== REQUIRED WORK ==
Put the lines below into a Markdown table with two columns, "Number" for the row number and "Text" for the line, and skip any blank lines. Leave the pictures out of the table.

== EXERCISE INPUTS ==
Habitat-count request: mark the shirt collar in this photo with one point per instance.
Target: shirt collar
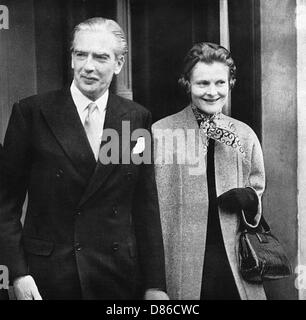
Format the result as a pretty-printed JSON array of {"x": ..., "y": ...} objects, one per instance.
[{"x": 81, "y": 101}]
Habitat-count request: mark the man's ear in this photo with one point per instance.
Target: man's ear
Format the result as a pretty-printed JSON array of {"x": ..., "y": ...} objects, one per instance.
[{"x": 119, "y": 64}]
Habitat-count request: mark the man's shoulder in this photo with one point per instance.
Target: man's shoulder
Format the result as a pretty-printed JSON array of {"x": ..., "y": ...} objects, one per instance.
[
  {"x": 44, "y": 97},
  {"x": 130, "y": 104}
]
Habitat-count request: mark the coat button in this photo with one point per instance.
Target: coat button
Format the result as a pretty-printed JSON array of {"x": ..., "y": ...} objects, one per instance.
[
  {"x": 78, "y": 247},
  {"x": 59, "y": 173},
  {"x": 115, "y": 246}
]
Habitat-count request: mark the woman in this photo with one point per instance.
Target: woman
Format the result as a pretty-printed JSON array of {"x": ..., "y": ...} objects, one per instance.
[{"x": 209, "y": 177}]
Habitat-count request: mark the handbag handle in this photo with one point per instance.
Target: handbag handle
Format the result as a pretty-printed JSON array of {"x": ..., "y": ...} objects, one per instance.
[{"x": 262, "y": 223}]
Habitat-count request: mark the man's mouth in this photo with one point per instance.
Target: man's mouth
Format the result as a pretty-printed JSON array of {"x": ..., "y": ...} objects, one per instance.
[
  {"x": 211, "y": 100},
  {"x": 89, "y": 79}
]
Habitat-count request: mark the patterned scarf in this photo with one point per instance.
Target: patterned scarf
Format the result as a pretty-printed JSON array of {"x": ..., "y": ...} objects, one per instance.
[{"x": 210, "y": 126}]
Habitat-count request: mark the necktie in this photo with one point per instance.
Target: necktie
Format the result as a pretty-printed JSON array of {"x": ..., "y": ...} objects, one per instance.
[{"x": 93, "y": 128}]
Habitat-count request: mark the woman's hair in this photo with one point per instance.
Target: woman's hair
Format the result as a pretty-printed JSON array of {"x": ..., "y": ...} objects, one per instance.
[
  {"x": 102, "y": 24},
  {"x": 208, "y": 53}
]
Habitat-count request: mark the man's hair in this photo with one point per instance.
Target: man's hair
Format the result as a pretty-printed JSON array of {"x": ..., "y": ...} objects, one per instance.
[
  {"x": 209, "y": 53},
  {"x": 102, "y": 24}
]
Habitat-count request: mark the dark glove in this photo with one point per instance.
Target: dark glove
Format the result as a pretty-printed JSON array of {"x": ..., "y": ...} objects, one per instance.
[{"x": 238, "y": 199}]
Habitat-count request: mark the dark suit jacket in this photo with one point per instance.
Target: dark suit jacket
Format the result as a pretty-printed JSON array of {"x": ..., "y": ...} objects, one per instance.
[{"x": 91, "y": 231}]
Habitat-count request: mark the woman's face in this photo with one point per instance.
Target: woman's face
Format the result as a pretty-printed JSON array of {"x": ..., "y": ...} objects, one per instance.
[{"x": 209, "y": 86}]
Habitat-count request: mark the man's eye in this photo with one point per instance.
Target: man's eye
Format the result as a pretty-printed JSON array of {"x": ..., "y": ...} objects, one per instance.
[
  {"x": 101, "y": 58},
  {"x": 80, "y": 54},
  {"x": 203, "y": 83},
  {"x": 220, "y": 82}
]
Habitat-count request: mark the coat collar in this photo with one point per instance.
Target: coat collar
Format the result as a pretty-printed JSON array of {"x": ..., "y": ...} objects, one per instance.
[
  {"x": 116, "y": 112},
  {"x": 64, "y": 121},
  {"x": 222, "y": 130}
]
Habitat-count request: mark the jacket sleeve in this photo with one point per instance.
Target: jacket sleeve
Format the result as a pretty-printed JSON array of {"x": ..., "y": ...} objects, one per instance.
[
  {"x": 147, "y": 223},
  {"x": 13, "y": 185},
  {"x": 256, "y": 179}
]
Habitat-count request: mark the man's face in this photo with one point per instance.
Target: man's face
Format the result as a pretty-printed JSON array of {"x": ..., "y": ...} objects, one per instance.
[{"x": 94, "y": 62}]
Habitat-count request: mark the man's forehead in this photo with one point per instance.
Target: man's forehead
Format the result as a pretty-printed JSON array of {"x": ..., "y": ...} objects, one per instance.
[{"x": 95, "y": 41}]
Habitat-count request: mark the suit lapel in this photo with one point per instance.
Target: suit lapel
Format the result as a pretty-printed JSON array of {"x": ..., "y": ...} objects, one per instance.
[
  {"x": 64, "y": 121},
  {"x": 116, "y": 112}
]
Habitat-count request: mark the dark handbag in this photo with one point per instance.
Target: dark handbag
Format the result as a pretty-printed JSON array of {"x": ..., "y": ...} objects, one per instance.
[{"x": 261, "y": 256}]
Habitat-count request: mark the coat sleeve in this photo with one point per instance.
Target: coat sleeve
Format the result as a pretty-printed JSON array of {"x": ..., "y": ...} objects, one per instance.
[
  {"x": 147, "y": 223},
  {"x": 13, "y": 185},
  {"x": 256, "y": 179}
]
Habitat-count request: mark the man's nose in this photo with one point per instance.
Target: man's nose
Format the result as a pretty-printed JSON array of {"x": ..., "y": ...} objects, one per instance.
[
  {"x": 89, "y": 65},
  {"x": 212, "y": 90}
]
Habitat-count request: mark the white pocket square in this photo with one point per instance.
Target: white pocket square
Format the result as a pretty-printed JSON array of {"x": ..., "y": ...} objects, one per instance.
[{"x": 140, "y": 146}]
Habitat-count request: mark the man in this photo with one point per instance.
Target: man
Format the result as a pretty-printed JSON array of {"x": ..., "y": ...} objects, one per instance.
[{"x": 91, "y": 231}]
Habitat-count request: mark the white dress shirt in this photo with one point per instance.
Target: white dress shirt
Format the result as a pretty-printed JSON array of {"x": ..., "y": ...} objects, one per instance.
[{"x": 81, "y": 102}]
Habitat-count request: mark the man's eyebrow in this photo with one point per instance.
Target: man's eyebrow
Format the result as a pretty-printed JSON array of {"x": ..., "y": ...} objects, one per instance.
[
  {"x": 79, "y": 51},
  {"x": 101, "y": 55}
]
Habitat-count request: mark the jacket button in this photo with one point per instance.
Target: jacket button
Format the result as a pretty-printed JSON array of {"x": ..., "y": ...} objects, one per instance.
[
  {"x": 78, "y": 247},
  {"x": 59, "y": 173},
  {"x": 115, "y": 246},
  {"x": 129, "y": 176}
]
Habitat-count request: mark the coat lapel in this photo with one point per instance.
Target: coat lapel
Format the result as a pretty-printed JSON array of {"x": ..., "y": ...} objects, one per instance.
[
  {"x": 116, "y": 112},
  {"x": 64, "y": 121}
]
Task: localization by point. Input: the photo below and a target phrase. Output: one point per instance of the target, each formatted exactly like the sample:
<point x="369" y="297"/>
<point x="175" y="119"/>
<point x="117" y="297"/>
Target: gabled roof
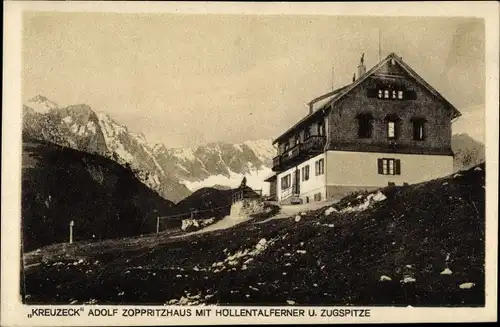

== EXPECTED OUTPUT ==
| Number | Text |
|---|---|
| 1 | Habitat-count request: mark the shirt collar in this photo with one point per instance. |
| 2 | Target: shirt collar |
| 3 | Format the result as a pretty-printed JSON array of {"x": ..., "y": ...} objects, one per instance. |
| 4 | [{"x": 81, "y": 101}] |
| 5 | Habitat-count request: mark the man's ear in this photo with one point per instance. |
| 6 | Target: man's ear |
| 7 | Format the result as a pretty-printed JSON array of {"x": ..., "y": ...} objects, one per instance. |
| 8 | [{"x": 119, "y": 64}] |
| 9 | Habitat-count request: mark the man's shoulder in this photo with one point per instance. |
| 10 | Target: man's shoulder |
| 11 | Format the result as a pretty-printed JSON array of {"x": ..., "y": ...} objects, one per instance. |
| 12 | [ |
| 13 |   {"x": 44, "y": 97}, |
| 14 |   {"x": 130, "y": 104} |
| 15 | ] |
| 16 | Habitat-count request: mark the coat button in this photo with one point per instance. |
| 17 | Target: coat button |
| 18 | Format the result as a pretty-printed JSON array of {"x": ..., "y": ...} objects, one per instance. |
| 19 | [ |
| 20 |   {"x": 78, "y": 247}, |
| 21 |   {"x": 59, "y": 173}, |
| 22 |   {"x": 115, "y": 246} |
| 23 | ] |
| 24 | Habitat-count request: mark the woman in this photo with one point per instance. |
| 25 | Target: woman |
| 26 | Format the result as a pretty-printed JSON array of {"x": ..., "y": ...} objects, one per instance. |
| 27 | [{"x": 209, "y": 177}] |
| 28 | Habitat-count request: mark the handbag handle in this photo with one point per instance. |
| 29 | Target: handbag handle |
| 30 | Format the result as a pretty-printed JSON array of {"x": ..., "y": ...} objects, one per instance. |
| 31 | [{"x": 262, "y": 223}] |
| 32 | Habitat-count request: mark the man's mouth in this photo with one point per instance. |
| 33 | Target: man's mouth |
| 34 | Format the result as a pretty-printed JSON array of {"x": ..., "y": ...} objects, one per instance. |
| 35 | [ |
| 36 |   {"x": 211, "y": 100}, |
| 37 |   {"x": 89, "y": 79} |
| 38 | ] |
| 39 | Habitat-count request: mark the patterned scarf in this photo with one point per instance. |
| 40 | Target: patterned scarf |
| 41 | Format the result as a pretty-printed JSON array of {"x": ..., "y": ...} objects, one per instance. |
| 42 | [{"x": 210, "y": 126}] |
| 43 | Habitat-count request: mark the necktie in this photo with one point per instance. |
| 44 | Target: necktie |
| 45 | Format the result as a pretty-printed JSON array of {"x": ..., "y": ...} objects, one per instance. |
| 46 | [{"x": 93, "y": 128}] |
| 47 | Habitat-count request: mark the woman's hair in this photo with one point per instance. |
| 48 | Target: woman's hair |
| 49 | Format the result as a pretty-printed JSON array of {"x": ..., "y": ...} objects, one per instance. |
| 50 | [ |
| 51 |   {"x": 102, "y": 24}, |
| 52 |   {"x": 208, "y": 53} |
| 53 | ] |
| 54 | Habitat-count request: mark the man's hair in this photo with one point per instance. |
| 55 | Target: man's hair |
| 56 | Format the result as a pretty-printed JSON array of {"x": ..., "y": ...} objects, one per instance. |
| 57 | [ |
| 58 |   {"x": 209, "y": 53}, |
| 59 |   {"x": 102, "y": 24} |
| 60 | ] |
| 61 | Habitat-count request: mark the dark glove in this photo with one point per instance. |
| 62 | Target: dark glove |
| 63 | Format the result as a pretty-printed JSON array of {"x": ..., "y": ...} objects, one per instance. |
| 64 | [{"x": 238, "y": 199}] |
| 65 | Habitat-count request: mark the dark suit jacket in this photo with one point per instance. |
| 66 | Target: dark suit jacket |
| 67 | Format the result as a pretty-printed JSON array of {"x": ..., "y": ...} objects, one per instance. |
| 68 | [{"x": 91, "y": 231}] |
| 69 | Habitat-count request: mark the woman's face in this photo with one point per instance. |
| 70 | Target: woman's face |
| 71 | Format the result as a pretty-printed JSON array of {"x": ..., "y": ...} objects, one per instance. |
| 72 | [{"x": 209, "y": 86}] |
| 73 | Habitat-count request: mark the man's eye in this photo with one point per instance. |
| 74 | Target: man's eye |
| 75 | Format the result as a pretty-printed JSON array of {"x": ..., "y": ...} objects, one per instance. |
| 76 | [ |
| 77 |   {"x": 101, "y": 58}, |
| 78 |   {"x": 80, "y": 54}, |
| 79 |   {"x": 203, "y": 83}, |
| 80 |   {"x": 220, "y": 82} |
| 81 | ] |
| 82 | Habitat-count request: mark the coat collar in this photo with one point per instance. |
| 83 | Target: coat collar |
| 84 | Format the result as a pretty-printed JSON array of {"x": ..., "y": ...} objects, one per instance. |
| 85 | [ |
| 86 |   {"x": 116, "y": 112}, |
| 87 |   {"x": 64, "y": 121}, |
| 88 |   {"x": 222, "y": 130} |
| 89 | ] |
| 90 | Habitat-count request: mark the jacket sleeve in this photo with one point per instance. |
| 91 | Target: jacket sleeve |
| 92 | Format the result as a pretty-printed JSON array of {"x": ..., "y": ...} objects, one per instance. |
| 93 | [ |
| 94 |   {"x": 147, "y": 223}, |
| 95 |   {"x": 13, "y": 185}, |
| 96 |   {"x": 256, "y": 179} |
| 97 | ] |
| 98 | Habitat-count request: mark the man's face in this photo with one point per instance. |
| 99 | Target: man's face |
| 100 | Format the result as a pretty-printed JSON array of {"x": ..., "y": ...} objects, one per instance. |
| 101 | [{"x": 94, "y": 62}] |
| 102 | Habitat-count request: mark the man's forehead in this photo with one point per instance. |
| 103 | Target: man's forehead |
| 104 | Format the result as a pretty-printed JSON array of {"x": ..., "y": ...} objects, one per instance. |
| 105 | [{"x": 95, "y": 41}] |
| 106 | Habitat-count request: mark the suit lapel in this photo with one point per instance. |
| 107 | Target: suit lapel |
| 108 | Format the result as a pretty-printed JSON array of {"x": ..., "y": ...} objects, one per instance. |
| 109 | [ |
| 110 |   {"x": 64, "y": 121}, |
| 111 |   {"x": 116, "y": 112} |
| 112 | ] |
| 113 | Habitat-count request: mark the dark handbag in this photo with one point per instance. |
| 114 | Target: dark handbag |
| 115 | Format the result as a pretty-printed JSON array of {"x": ..., "y": ...} objects, one per instance. |
| 116 | [{"x": 261, "y": 256}] |
| 117 | Habitat-count request: mark the coat sleeve in this photo with one point per instance. |
| 118 | Target: coat sleeve |
| 119 | Format the result as a pretty-printed JSON array of {"x": ..., "y": ...} objects, one per instance. |
| 120 | [ |
| 121 |   {"x": 147, "y": 223}, |
| 122 |   {"x": 13, "y": 185}, |
| 123 |   {"x": 256, "y": 179} |
| 124 | ] |
| 125 | Habitat-count request: mark the man's nose in this photo with one point per instance. |
| 126 | Target: man's nose |
| 127 | Format the result as a pretty-printed JSON array of {"x": ..., "y": ...} objects, one per instance. |
| 128 | [ |
| 129 |   {"x": 89, "y": 65}, |
| 130 |   {"x": 212, "y": 90} |
| 131 | ] |
| 132 | Habitat-count request: mark the white pocket square in this photo with one point per instance. |
| 133 | Target: white pocket square |
| 134 | Format the result as a pretty-printed JSON array of {"x": ..., "y": ...} objects, one per instance. |
| 135 | [{"x": 140, "y": 146}] |
| 136 | Habitat-count request: mark the man in this photo with one point per instance. |
| 137 | Target: man |
| 138 | Format the result as a pretty-printed JSON array of {"x": ..., "y": ...} objects, one per instance. |
| 139 | [{"x": 91, "y": 231}] |
| 140 | Habitat-count request: mark the white dress shirt in this photo with one point per instance. |
| 141 | Target: white dress shirt |
| 142 | Format the result as a pretty-printed JSON array of {"x": ..., "y": ...} objects, one per instance. |
| 143 | [{"x": 81, "y": 102}] |
| 144 | Habitat-count request: mark the man's eyebrow in this photo with one point per instance. |
| 145 | Target: man's eyebrow |
| 146 | Format the result as a pretty-printed JSON array of {"x": ..., "y": ...} objects, one per instance. |
| 147 | [ |
| 148 |   {"x": 79, "y": 51}, |
| 149 |   {"x": 101, "y": 55} |
| 150 | ] |
| 151 | Habitat-count request: mark the jacket button in this photo with one point per instance. |
| 152 | Target: jacket button |
| 153 | Format the result as a pretty-printed JSON array of {"x": ..., "y": ...} objects, one per instance. |
| 154 | [ |
| 155 |   {"x": 78, "y": 247}, |
| 156 |   {"x": 59, "y": 173}, |
| 157 |   {"x": 115, "y": 246}, |
| 158 |   {"x": 129, "y": 176} |
| 159 | ] |
| 160 | Habitat-count request: mark the coat lapel in this photo with one point per instance. |
| 161 | Target: coat lapel |
| 162 | Format the result as a pretty-printed JSON array of {"x": ..., "y": ...} objects, one per instance. |
| 163 | [ |
| 164 |   {"x": 116, "y": 112}, |
| 165 |   {"x": 64, "y": 121} |
| 166 | ] |
| 167 | Task: localization by point. Input: the photo below and a target phrase. Output: one point per instance of the target, each formatted exactly like the sample: |
| 168 | <point x="369" y="297"/> |
| 169 | <point x="175" y="119"/> |
| 170 | <point x="117" y="297"/> |
| 171 | Target: gabled roof |